>> start Supplied records
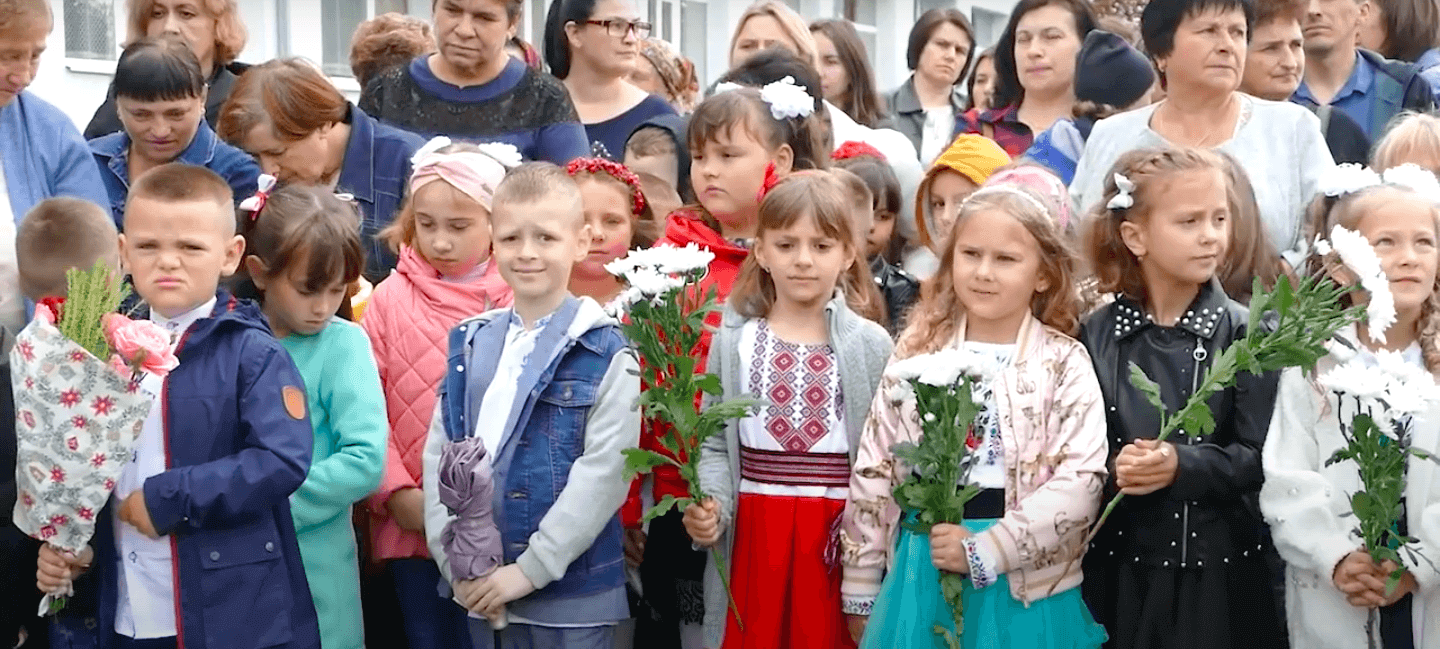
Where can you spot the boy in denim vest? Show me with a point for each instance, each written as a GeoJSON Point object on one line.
{"type": "Point", "coordinates": [549, 387]}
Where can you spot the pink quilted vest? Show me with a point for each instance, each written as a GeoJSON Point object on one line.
{"type": "Point", "coordinates": [408, 320]}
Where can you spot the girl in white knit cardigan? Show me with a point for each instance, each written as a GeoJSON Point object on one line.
{"type": "Point", "coordinates": [1331, 582]}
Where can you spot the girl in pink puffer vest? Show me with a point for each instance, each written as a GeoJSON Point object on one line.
{"type": "Point", "coordinates": [444, 275]}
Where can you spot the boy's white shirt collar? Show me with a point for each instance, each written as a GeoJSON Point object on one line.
{"type": "Point", "coordinates": [183, 321]}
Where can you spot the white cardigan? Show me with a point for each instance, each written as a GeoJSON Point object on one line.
{"type": "Point", "coordinates": [1303, 501]}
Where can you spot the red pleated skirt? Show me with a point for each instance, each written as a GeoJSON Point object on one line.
{"type": "Point", "coordinates": [786, 593]}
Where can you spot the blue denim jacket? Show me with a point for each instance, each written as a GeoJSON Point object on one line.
{"type": "Point", "coordinates": [533, 462]}
{"type": "Point", "coordinates": [376, 171]}
{"type": "Point", "coordinates": [206, 150]}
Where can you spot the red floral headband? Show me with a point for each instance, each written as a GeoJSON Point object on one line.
{"type": "Point", "coordinates": [615, 170]}
{"type": "Point", "coordinates": [854, 150]}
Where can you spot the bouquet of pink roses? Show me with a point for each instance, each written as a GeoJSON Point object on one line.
{"type": "Point", "coordinates": [77, 373]}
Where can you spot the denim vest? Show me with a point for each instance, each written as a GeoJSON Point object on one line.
{"type": "Point", "coordinates": [545, 438]}
{"type": "Point", "coordinates": [376, 171]}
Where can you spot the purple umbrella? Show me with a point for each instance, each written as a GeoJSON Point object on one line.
{"type": "Point", "coordinates": [467, 487]}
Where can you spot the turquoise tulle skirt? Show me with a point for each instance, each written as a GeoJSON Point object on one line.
{"type": "Point", "coordinates": [910, 606]}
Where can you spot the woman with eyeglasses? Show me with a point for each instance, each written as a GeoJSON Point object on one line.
{"type": "Point", "coordinates": [473, 89]}
{"type": "Point", "coordinates": [592, 46]}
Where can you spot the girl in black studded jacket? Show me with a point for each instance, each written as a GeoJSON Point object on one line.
{"type": "Point", "coordinates": [1181, 563]}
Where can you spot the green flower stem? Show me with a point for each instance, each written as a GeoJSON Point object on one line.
{"type": "Point", "coordinates": [1288, 327]}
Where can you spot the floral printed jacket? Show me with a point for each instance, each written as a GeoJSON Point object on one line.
{"type": "Point", "coordinates": [1053, 429]}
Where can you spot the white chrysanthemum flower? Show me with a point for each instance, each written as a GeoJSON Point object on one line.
{"type": "Point", "coordinates": [786, 100]}
{"type": "Point", "coordinates": [906, 369]}
{"type": "Point", "coordinates": [1347, 179]}
{"type": "Point", "coordinates": [653, 284]}
{"type": "Point", "coordinates": [941, 374]}
{"type": "Point", "coordinates": [1360, 258]}
{"type": "Point", "coordinates": [1417, 179]}
{"type": "Point", "coordinates": [506, 154]}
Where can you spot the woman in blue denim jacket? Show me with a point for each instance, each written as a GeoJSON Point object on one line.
{"type": "Point", "coordinates": [303, 130]}
{"type": "Point", "coordinates": [160, 100]}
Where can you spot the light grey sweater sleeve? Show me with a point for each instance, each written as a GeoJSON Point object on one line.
{"type": "Point", "coordinates": [596, 487]}
{"type": "Point", "coordinates": [716, 478]}
{"type": "Point", "coordinates": [437, 515]}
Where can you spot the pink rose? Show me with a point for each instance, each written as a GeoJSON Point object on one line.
{"type": "Point", "coordinates": [118, 364]}
{"type": "Point", "coordinates": [45, 314]}
{"type": "Point", "coordinates": [144, 344]}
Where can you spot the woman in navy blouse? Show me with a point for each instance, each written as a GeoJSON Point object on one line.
{"type": "Point", "coordinates": [160, 101]}
{"type": "Point", "coordinates": [473, 89]}
{"type": "Point", "coordinates": [594, 46]}
{"type": "Point", "coordinates": [301, 128]}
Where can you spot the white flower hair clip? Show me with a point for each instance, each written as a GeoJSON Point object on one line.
{"type": "Point", "coordinates": [1125, 194]}
{"type": "Point", "coordinates": [265, 183]}
{"type": "Point", "coordinates": [1417, 179]}
{"type": "Point", "coordinates": [788, 100]}
{"type": "Point", "coordinates": [506, 154]}
{"type": "Point", "coordinates": [1347, 179]}
{"type": "Point", "coordinates": [435, 144]}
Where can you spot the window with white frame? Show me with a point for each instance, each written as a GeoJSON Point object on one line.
{"type": "Point", "coordinates": [94, 29]}
{"type": "Point", "coordinates": [864, 16]}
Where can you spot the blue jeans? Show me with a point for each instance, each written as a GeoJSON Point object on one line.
{"type": "Point", "coordinates": [529, 636]}
{"type": "Point", "coordinates": [431, 622]}
{"type": "Point", "coordinates": [126, 642]}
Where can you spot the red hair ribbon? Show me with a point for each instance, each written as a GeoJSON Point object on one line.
{"type": "Point", "coordinates": [854, 150]}
{"type": "Point", "coordinates": [615, 170]}
{"type": "Point", "coordinates": [771, 180]}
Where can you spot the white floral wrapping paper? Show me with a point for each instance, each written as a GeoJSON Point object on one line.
{"type": "Point", "coordinates": [77, 423]}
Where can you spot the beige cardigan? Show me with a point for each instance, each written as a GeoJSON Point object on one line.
{"type": "Point", "coordinates": [1051, 420]}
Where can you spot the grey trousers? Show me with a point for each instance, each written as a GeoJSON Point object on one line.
{"type": "Point", "coordinates": [529, 636]}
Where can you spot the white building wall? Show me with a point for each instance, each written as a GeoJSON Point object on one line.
{"type": "Point", "coordinates": [700, 28]}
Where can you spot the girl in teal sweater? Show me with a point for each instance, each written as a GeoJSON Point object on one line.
{"type": "Point", "coordinates": [303, 251]}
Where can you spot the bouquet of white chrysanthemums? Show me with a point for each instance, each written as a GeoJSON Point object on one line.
{"type": "Point", "coordinates": [946, 389]}
{"type": "Point", "coordinates": [666, 324]}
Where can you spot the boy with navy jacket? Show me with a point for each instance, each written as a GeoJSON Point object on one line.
{"type": "Point", "coordinates": [198, 547]}
{"type": "Point", "coordinates": [549, 387]}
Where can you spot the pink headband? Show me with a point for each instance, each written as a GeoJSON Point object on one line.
{"type": "Point", "coordinates": [1040, 182]}
{"type": "Point", "coordinates": [474, 173]}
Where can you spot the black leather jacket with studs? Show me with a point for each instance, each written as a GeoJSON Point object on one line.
{"type": "Point", "coordinates": [1210, 514]}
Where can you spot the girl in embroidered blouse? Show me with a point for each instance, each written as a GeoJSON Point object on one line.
{"type": "Point", "coordinates": [301, 251]}
{"type": "Point", "coordinates": [445, 274]}
{"type": "Point", "coordinates": [1332, 582]}
{"type": "Point", "coordinates": [1005, 288]}
{"type": "Point", "coordinates": [778, 479]}
{"type": "Point", "coordinates": [1184, 560]}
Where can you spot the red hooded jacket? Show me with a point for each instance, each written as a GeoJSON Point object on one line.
{"type": "Point", "coordinates": [681, 228]}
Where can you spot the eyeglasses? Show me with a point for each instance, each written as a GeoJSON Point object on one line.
{"type": "Point", "coordinates": [619, 28]}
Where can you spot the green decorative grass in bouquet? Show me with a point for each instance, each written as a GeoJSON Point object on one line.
{"type": "Point", "coordinates": [1290, 325]}
{"type": "Point", "coordinates": [77, 373]}
{"type": "Point", "coordinates": [667, 318]}
{"type": "Point", "coordinates": [945, 386]}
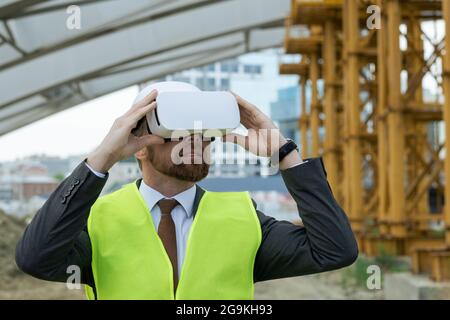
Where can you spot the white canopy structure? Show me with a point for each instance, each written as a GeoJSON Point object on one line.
{"type": "Point", "coordinates": [47, 67]}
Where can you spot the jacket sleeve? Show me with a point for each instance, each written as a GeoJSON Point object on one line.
{"type": "Point", "coordinates": [57, 236]}
{"type": "Point", "coordinates": [326, 241]}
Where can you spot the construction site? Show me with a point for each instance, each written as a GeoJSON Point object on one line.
{"type": "Point", "coordinates": [367, 66]}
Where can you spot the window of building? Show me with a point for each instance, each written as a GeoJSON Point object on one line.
{"type": "Point", "coordinates": [229, 66]}
{"type": "Point", "coordinates": [210, 84]}
{"type": "Point", "coordinates": [224, 84]}
{"type": "Point", "coordinates": [252, 69]}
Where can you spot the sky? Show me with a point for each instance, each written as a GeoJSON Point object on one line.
{"type": "Point", "coordinates": [81, 129]}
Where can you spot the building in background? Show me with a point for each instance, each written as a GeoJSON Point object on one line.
{"type": "Point", "coordinates": [285, 111]}
{"type": "Point", "coordinates": [254, 77]}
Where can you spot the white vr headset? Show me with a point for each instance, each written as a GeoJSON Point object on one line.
{"type": "Point", "coordinates": [182, 109]}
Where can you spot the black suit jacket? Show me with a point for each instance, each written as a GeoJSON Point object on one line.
{"type": "Point", "coordinates": [57, 236]}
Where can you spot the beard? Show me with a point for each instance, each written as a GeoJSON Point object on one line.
{"type": "Point", "coordinates": [185, 172]}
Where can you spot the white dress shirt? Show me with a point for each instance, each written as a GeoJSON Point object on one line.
{"type": "Point", "coordinates": [182, 214]}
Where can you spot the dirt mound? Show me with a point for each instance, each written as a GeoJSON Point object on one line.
{"type": "Point", "coordinates": [14, 284]}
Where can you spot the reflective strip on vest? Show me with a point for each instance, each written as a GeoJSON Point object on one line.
{"type": "Point", "coordinates": [129, 260]}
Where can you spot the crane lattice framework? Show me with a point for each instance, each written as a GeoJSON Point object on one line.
{"type": "Point", "coordinates": [383, 149]}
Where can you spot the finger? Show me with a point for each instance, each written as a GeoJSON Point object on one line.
{"type": "Point", "coordinates": [147, 140]}
{"type": "Point", "coordinates": [141, 112]}
{"type": "Point", "coordinates": [236, 139]}
{"type": "Point", "coordinates": [243, 103]}
{"type": "Point", "coordinates": [145, 101]}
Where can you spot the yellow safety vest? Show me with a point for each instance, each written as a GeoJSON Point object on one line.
{"type": "Point", "coordinates": [129, 260]}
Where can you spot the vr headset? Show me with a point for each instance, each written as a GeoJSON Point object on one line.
{"type": "Point", "coordinates": [180, 113]}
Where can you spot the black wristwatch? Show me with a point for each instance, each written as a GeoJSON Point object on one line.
{"type": "Point", "coordinates": [284, 150]}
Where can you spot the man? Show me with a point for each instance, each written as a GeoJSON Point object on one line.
{"type": "Point", "coordinates": [164, 237]}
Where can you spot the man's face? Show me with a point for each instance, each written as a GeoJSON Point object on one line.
{"type": "Point", "coordinates": [187, 159]}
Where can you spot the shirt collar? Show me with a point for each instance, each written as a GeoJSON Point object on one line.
{"type": "Point", "coordinates": [152, 196]}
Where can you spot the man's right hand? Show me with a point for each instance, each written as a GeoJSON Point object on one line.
{"type": "Point", "coordinates": [120, 143]}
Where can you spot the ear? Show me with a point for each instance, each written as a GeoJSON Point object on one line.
{"type": "Point", "coordinates": [141, 154]}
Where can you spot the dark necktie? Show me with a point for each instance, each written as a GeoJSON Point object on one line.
{"type": "Point", "coordinates": [166, 231]}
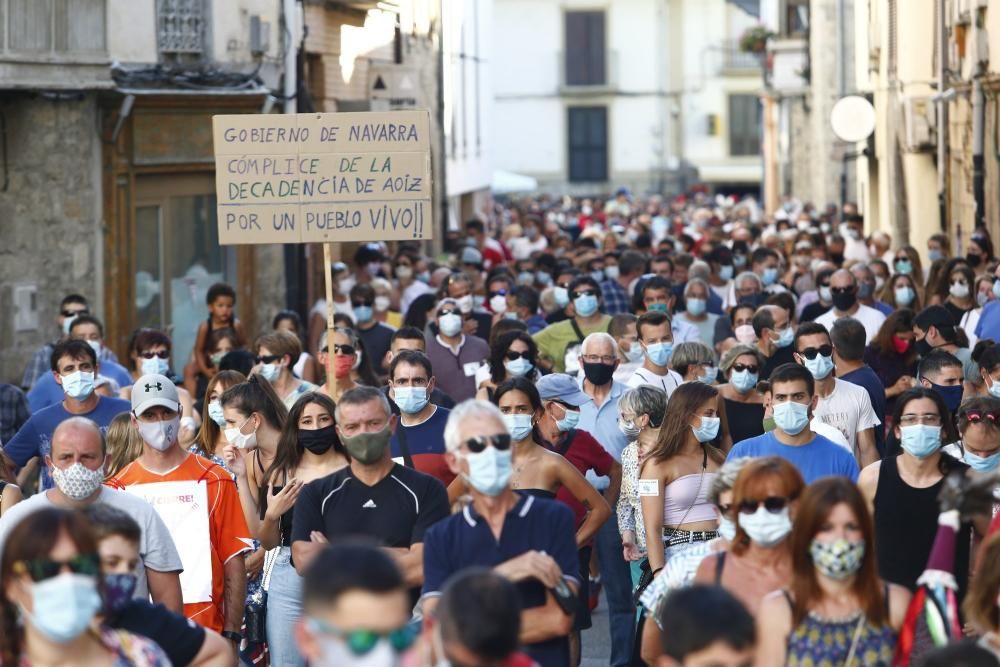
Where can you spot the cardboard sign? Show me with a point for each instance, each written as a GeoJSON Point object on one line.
{"type": "Point", "coordinates": [323, 177]}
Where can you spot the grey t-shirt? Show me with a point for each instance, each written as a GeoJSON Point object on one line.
{"type": "Point", "coordinates": [156, 548]}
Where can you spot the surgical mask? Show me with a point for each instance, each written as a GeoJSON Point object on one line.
{"type": "Point", "coordinates": [659, 353]}
{"type": "Point", "coordinates": [63, 607]}
{"type": "Point", "coordinates": [518, 367]}
{"type": "Point", "coordinates": [791, 417]}
{"type": "Point", "coordinates": [118, 590]}
{"type": "Point", "coordinates": [820, 366]}
{"type": "Point", "coordinates": [696, 306]}
{"type": "Point", "coordinates": [743, 381]}
{"type": "Point", "coordinates": [904, 296]}
{"type": "Point", "coordinates": [708, 430]}
{"type": "Point", "coordinates": [160, 435]}
{"type": "Point", "coordinates": [450, 324]}
{"type": "Point", "coordinates": [838, 559]}
{"type": "Point", "coordinates": [519, 426]}
{"type": "Point", "coordinates": [920, 440]}
{"type": "Point", "coordinates": [368, 448]}
{"type": "Point", "coordinates": [766, 529]}
{"type": "Point", "coordinates": [78, 481]}
{"type": "Point", "coordinates": [78, 385]}
{"type": "Point", "coordinates": [215, 413]}
{"type": "Point", "coordinates": [410, 400]}
{"type": "Point", "coordinates": [154, 366]}
{"type": "Point", "coordinates": [586, 305]}
{"type": "Point", "coordinates": [236, 437]}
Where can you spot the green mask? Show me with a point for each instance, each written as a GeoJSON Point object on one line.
{"type": "Point", "coordinates": [368, 448]}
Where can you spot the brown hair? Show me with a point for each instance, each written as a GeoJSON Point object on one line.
{"type": "Point", "coordinates": [751, 484]}
{"type": "Point", "coordinates": [34, 537]}
{"type": "Point", "coordinates": [814, 508]}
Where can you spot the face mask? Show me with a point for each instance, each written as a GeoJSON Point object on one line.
{"type": "Point", "coordinates": [562, 296]}
{"type": "Point", "coordinates": [319, 440]}
{"type": "Point", "coordinates": [743, 381]}
{"type": "Point", "coordinates": [215, 413]}
{"type": "Point", "coordinates": [745, 334]}
{"type": "Point", "coordinates": [586, 305]}
{"type": "Point", "coordinates": [63, 606]}
{"type": "Point", "coordinates": [920, 440]}
{"type": "Point", "coordinates": [659, 353]}
{"type": "Point", "coordinates": [959, 290]}
{"type": "Point", "coordinates": [237, 439]}
{"type": "Point", "coordinates": [519, 426]}
{"type": "Point", "coordinates": [766, 528]}
{"type": "Point", "coordinates": [410, 400]}
{"type": "Point", "coordinates": [791, 417]}
{"type": "Point", "coordinates": [78, 385]}
{"type": "Point", "coordinates": [708, 429]}
{"type": "Point", "coordinates": [598, 374]}
{"type": "Point", "coordinates": [820, 366]}
{"type": "Point", "coordinates": [368, 448]}
{"type": "Point", "coordinates": [844, 301]}
{"type": "Point", "coordinates": [118, 590]}
{"type": "Point", "coordinates": [727, 528]}
{"type": "Point", "coordinates": [838, 559]}
{"type": "Point", "coordinates": [904, 296]}
{"type": "Point", "coordinates": [450, 324]}
{"type": "Point", "coordinates": [696, 307]}
{"type": "Point", "coordinates": [519, 367]}
{"type": "Point", "coordinates": [270, 372]}
{"type": "Point", "coordinates": [498, 303]}
{"type": "Point", "coordinates": [78, 481]}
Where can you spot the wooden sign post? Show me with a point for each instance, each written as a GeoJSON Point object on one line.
{"type": "Point", "coordinates": [323, 178]}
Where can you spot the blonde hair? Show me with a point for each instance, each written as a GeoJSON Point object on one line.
{"type": "Point", "coordinates": [124, 444]}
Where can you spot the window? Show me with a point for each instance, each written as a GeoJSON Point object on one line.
{"type": "Point", "coordinates": [585, 57]}
{"type": "Point", "coordinates": [588, 144]}
{"type": "Point", "coordinates": [744, 125]}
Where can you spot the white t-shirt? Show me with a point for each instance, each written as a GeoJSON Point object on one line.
{"type": "Point", "coordinates": [667, 382]}
{"type": "Point", "coordinates": [870, 319]}
{"type": "Point", "coordinates": [848, 409]}
{"type": "Point", "coordinates": [156, 547]}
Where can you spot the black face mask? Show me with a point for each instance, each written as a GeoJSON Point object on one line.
{"type": "Point", "coordinates": [598, 374]}
{"type": "Point", "coordinates": [318, 441]}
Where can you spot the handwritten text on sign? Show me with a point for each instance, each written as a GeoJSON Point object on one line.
{"type": "Point", "coordinates": [304, 178]}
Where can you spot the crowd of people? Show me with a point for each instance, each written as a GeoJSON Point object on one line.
{"type": "Point", "coordinates": [760, 439]}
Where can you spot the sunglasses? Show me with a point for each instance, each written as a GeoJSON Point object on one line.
{"type": "Point", "coordinates": [40, 569]}
{"type": "Point", "coordinates": [811, 352]}
{"type": "Point", "coordinates": [478, 444]}
{"type": "Point", "coordinates": [772, 504]}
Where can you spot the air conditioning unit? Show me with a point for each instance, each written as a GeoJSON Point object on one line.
{"type": "Point", "coordinates": [920, 121]}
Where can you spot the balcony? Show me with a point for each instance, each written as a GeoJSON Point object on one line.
{"type": "Point", "coordinates": [54, 44]}
{"type": "Point", "coordinates": [587, 73]}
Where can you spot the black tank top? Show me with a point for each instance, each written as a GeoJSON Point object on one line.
{"type": "Point", "coordinates": [906, 524]}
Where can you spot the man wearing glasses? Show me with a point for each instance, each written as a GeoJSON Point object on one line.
{"type": "Point", "coordinates": [793, 399]}
{"type": "Point", "coordinates": [840, 404]}
{"type": "Point", "coordinates": [528, 540]}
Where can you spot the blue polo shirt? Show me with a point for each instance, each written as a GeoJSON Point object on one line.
{"type": "Point", "coordinates": [464, 540]}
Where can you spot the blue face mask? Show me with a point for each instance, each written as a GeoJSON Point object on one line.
{"type": "Point", "coordinates": [659, 353]}
{"type": "Point", "coordinates": [410, 400]}
{"type": "Point", "coordinates": [744, 381]}
{"type": "Point", "coordinates": [696, 307]}
{"type": "Point", "coordinates": [920, 440]}
{"type": "Point", "coordinates": [586, 305]}
{"type": "Point", "coordinates": [791, 417]}
{"type": "Point", "coordinates": [820, 366]}
{"type": "Point", "coordinates": [708, 429]}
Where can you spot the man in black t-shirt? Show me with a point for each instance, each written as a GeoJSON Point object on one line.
{"type": "Point", "coordinates": [373, 497]}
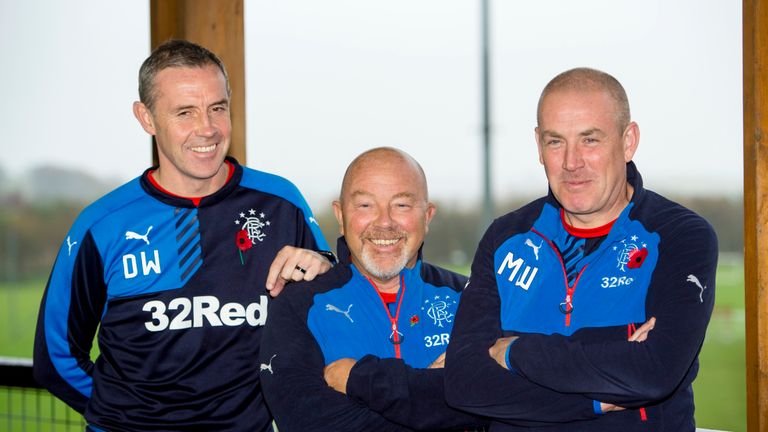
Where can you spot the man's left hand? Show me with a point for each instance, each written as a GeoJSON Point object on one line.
{"type": "Point", "coordinates": [498, 351]}
{"type": "Point", "coordinates": [336, 374]}
{"type": "Point", "coordinates": [294, 264]}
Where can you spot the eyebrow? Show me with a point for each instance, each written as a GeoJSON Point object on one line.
{"type": "Point", "coordinates": [187, 107]}
{"type": "Point", "coordinates": [358, 193]}
{"type": "Point", "coordinates": [588, 132]}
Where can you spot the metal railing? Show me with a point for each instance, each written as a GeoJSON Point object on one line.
{"type": "Point", "coordinates": [26, 406]}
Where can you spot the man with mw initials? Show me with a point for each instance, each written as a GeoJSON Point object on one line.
{"type": "Point", "coordinates": [174, 270]}
{"type": "Point", "coordinates": [564, 288]}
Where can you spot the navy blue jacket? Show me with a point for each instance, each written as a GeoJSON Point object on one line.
{"type": "Point", "coordinates": [658, 260]}
{"type": "Point", "coordinates": [178, 294]}
{"type": "Point", "coordinates": [340, 315]}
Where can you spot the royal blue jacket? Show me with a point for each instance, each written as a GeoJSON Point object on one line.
{"type": "Point", "coordinates": [658, 260]}
{"type": "Point", "coordinates": [340, 315]}
{"type": "Point", "coordinates": [178, 294]}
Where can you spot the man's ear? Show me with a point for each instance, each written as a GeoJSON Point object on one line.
{"type": "Point", "coordinates": [339, 216]}
{"type": "Point", "coordinates": [144, 116]}
{"type": "Point", "coordinates": [538, 143]}
{"type": "Point", "coordinates": [631, 139]}
{"type": "Point", "coordinates": [430, 213]}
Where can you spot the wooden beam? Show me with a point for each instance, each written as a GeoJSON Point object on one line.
{"type": "Point", "coordinates": [755, 46]}
{"type": "Point", "coordinates": [218, 26]}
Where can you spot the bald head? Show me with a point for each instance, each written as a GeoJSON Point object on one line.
{"type": "Point", "coordinates": [381, 157]}
{"type": "Point", "coordinates": [589, 80]}
{"type": "Point", "coordinates": [384, 214]}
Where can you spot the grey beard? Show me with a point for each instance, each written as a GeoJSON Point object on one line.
{"type": "Point", "coordinates": [380, 273]}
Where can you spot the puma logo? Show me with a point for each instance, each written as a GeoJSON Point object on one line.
{"type": "Point", "coordinates": [333, 308]}
{"type": "Point", "coordinates": [268, 366]}
{"type": "Point", "coordinates": [69, 246]}
{"type": "Point", "coordinates": [130, 235]}
{"type": "Point", "coordinates": [535, 248]}
{"type": "Point", "coordinates": [695, 280]}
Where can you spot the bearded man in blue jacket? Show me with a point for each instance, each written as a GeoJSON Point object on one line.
{"type": "Point", "coordinates": [564, 288]}
{"type": "Point", "coordinates": [361, 348]}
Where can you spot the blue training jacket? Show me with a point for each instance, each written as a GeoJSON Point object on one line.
{"type": "Point", "coordinates": [658, 260]}
{"type": "Point", "coordinates": [177, 291]}
{"type": "Point", "coordinates": [340, 315]}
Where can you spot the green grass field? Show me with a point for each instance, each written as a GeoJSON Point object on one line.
{"type": "Point", "coordinates": [720, 387]}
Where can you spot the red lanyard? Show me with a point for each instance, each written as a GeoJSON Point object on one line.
{"type": "Point", "coordinates": [396, 337]}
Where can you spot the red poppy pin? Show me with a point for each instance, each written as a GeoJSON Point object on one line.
{"type": "Point", "coordinates": [637, 258]}
{"type": "Point", "coordinates": [414, 320]}
{"type": "Point", "coordinates": [243, 243]}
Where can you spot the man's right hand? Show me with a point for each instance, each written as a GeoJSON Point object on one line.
{"type": "Point", "coordinates": [640, 335]}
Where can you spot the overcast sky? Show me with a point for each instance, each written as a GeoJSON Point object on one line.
{"type": "Point", "coordinates": [329, 79]}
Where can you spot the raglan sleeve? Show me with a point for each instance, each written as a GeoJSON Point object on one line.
{"type": "Point", "coordinates": [474, 382]}
{"type": "Point", "coordinates": [680, 296]}
{"type": "Point", "coordinates": [410, 396]}
{"type": "Point", "coordinates": [293, 383]}
{"type": "Point", "coordinates": [309, 234]}
{"type": "Point", "coordinates": [69, 315]}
>> end Supplied records
• _Task prompt_
Write the lines out verbatim, from the one with "Where can you spot the overcast" through the last line of the entries, and stop there.

• _Answer below_
Where can you spot the overcast sky? Show me with a point for each instance, each written as a GeoJSON Point object on one line.
{"type": "Point", "coordinates": [329, 79]}
Where can you spot the raglan sleeve? Show me with a point for each instance, each written as a GeoJSON Point object on one line.
{"type": "Point", "coordinates": [474, 382]}
{"type": "Point", "coordinates": [680, 296]}
{"type": "Point", "coordinates": [410, 396]}
{"type": "Point", "coordinates": [293, 383]}
{"type": "Point", "coordinates": [309, 234]}
{"type": "Point", "coordinates": [69, 315]}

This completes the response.